▸ Problem to solve: Put all of the lines below into a numbered list, skipping any blank lines and leaving the pictures out.

▸ Dataset records:

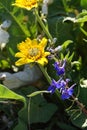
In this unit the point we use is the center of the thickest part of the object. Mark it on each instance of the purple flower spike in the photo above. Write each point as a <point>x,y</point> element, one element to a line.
<point>67,92</point>
<point>60,84</point>
<point>60,69</point>
<point>52,87</point>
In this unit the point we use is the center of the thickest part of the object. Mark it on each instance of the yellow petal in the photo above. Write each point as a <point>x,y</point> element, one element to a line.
<point>21,61</point>
<point>19,54</point>
<point>42,61</point>
<point>43,42</point>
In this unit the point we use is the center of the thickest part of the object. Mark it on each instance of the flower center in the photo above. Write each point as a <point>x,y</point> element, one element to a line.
<point>33,52</point>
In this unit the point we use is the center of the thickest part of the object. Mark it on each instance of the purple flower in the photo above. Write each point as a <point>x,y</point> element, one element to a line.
<point>67,92</point>
<point>60,68</point>
<point>53,86</point>
<point>60,84</point>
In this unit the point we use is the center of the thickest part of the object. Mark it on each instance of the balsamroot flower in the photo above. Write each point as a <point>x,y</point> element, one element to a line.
<point>27,4</point>
<point>32,51</point>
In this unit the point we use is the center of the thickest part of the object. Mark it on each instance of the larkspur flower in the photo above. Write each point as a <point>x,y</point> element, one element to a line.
<point>60,69</point>
<point>52,87</point>
<point>67,92</point>
<point>32,51</point>
<point>60,84</point>
<point>27,4</point>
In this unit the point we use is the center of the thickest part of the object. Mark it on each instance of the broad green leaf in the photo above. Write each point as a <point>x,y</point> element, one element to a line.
<point>5,93</point>
<point>84,3</point>
<point>40,110</point>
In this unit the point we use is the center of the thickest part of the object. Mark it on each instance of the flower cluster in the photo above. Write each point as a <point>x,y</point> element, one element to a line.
<point>27,4</point>
<point>61,84</point>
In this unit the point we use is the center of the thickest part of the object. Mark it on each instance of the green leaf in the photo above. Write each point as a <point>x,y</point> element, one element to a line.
<point>40,110</point>
<point>84,3</point>
<point>79,119</point>
<point>5,93</point>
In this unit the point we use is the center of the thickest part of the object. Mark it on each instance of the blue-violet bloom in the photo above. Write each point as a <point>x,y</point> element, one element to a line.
<point>67,92</point>
<point>60,68</point>
<point>60,84</point>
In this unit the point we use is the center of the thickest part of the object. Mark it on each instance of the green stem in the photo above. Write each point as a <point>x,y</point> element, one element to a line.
<point>45,74</point>
<point>43,26</point>
<point>49,81</point>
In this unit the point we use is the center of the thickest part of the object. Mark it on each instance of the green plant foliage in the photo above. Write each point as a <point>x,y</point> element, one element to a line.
<point>40,110</point>
<point>32,107</point>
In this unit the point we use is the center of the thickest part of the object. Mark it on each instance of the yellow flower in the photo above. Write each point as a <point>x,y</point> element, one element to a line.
<point>27,4</point>
<point>32,51</point>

▸ Reply to the task:
1. In this unit the point we use is the center of the thickest part of the object. Mark it on each instance of the purple flower spike in the photo above. Write each point as a <point>x,y</point> element, one element to a line.
2. <point>67,92</point>
3. <point>60,84</point>
4. <point>60,69</point>
5. <point>52,87</point>
6. In this unit the point we use is the center of the thickest part of the object. Mark it on each instance of the yellow petal in the photo above. Write each point as a <point>x,y</point> element, one element to a line.
7. <point>21,61</point>
8. <point>19,54</point>
9. <point>42,61</point>
10. <point>43,42</point>
11. In this unit the point we use is the center of the thickest part of the object. Mark it on each instance of the flower center in the photo above. Write each point as a <point>x,y</point> element, one element to a line.
12. <point>33,52</point>
13. In this unit the point we use is the center of the thickest part of the object. Mark it on each instance of the purple flower in the photo above. Write each point as a <point>x,y</point> element, one element to a line.
14. <point>67,92</point>
15. <point>60,68</point>
16. <point>53,86</point>
17. <point>60,84</point>
18. In this unit the point we use is the center of the thickest part of the object. Mark it on each instance of the balsamroot flower in the photo above. Write each point as a <point>x,y</point> element, one element to a line.
19. <point>27,4</point>
20. <point>32,51</point>
21. In this unit the point we use is the center of the thickest part of the object. Mark it on each instance of the larkspur flower in the photo above. Write each point as a <point>x,y</point> element, one element to a line.
22. <point>60,69</point>
23. <point>52,87</point>
24. <point>67,92</point>
25. <point>32,51</point>
26. <point>60,84</point>
27. <point>27,4</point>
28. In this unit the point we use is the center of the thickest part of the object. Mark it on each instance of the broad green leaf in the photo above. Write each point as a <point>x,y</point> element, one element to a line.
29. <point>5,93</point>
30. <point>84,3</point>
31. <point>40,110</point>
32. In this unit the point we use is the center of the thickest part of the object. Mark it on each instance of the flower cluster in the photo above. Write each point as a <point>x,y</point> element, one element to a line.
33. <point>27,4</point>
34. <point>61,84</point>
35. In this unit the point we use is the center of the thickest part of the object. Mark it on each instance of the green leaf in the photo above. Write each point as a <point>x,y</point> element, one element to a line.
36. <point>40,110</point>
37. <point>84,3</point>
38. <point>79,119</point>
39. <point>5,93</point>
40. In this unit the point we use is the center of the thickest part of the object. Mark it on each instance of the blue-violet bloom in the photo above. Write each point as a <point>x,y</point> element, one element to a line.
41. <point>67,92</point>
42. <point>60,68</point>
43. <point>60,84</point>
44. In this unit the point we use is the center of the thickest part of the object. Mark it on each instance of the green stem in the photo above. Write each point as a <point>x,y</point> element, one element to a line.
45. <point>45,74</point>
46. <point>43,26</point>
47. <point>49,81</point>
48. In this unit the point we use is the center of the thickest part of the object. Mark it on each instance of the green plant foliage in the photo above. Write each point as a <point>x,y</point> element, one element to a line.
49. <point>40,110</point>
50. <point>32,107</point>
51. In this unit the point we use is the center of the thickest part of the object. Mark it on each instance of the yellow flower in the photo above. Write each point as a <point>x,y</point> element, one element to a line.
52. <point>27,4</point>
53. <point>32,51</point>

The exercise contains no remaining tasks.